Each record should be returned exactly as it is written.

(RECORDS FOR PROCESSING)

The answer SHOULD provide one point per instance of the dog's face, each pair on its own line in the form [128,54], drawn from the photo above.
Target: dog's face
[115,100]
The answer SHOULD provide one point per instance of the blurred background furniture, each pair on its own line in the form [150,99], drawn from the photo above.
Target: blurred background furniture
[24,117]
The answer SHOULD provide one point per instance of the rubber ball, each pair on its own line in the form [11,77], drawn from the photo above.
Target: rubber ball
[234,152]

(End RECORDS FOR PROCESSING)

# EXPECTED ANSWER:
The answer SHOULD provide one point per instance of the dog's face, each pair on its own line in the form [128,54], drawn from the photo above.
Target: dog's face
[115,100]
The answer SHOULD provide one point per instance of the blurred background furniture, each pair on its own line in the form [150,99], drawn from the photo above.
Target: blurred background furniture
[24,117]
The answer SHOULD provide one point per instance of the rubber ball, each pair on its own line in the form [11,77], drawn from the photo above.
Target: rubber ball
[234,152]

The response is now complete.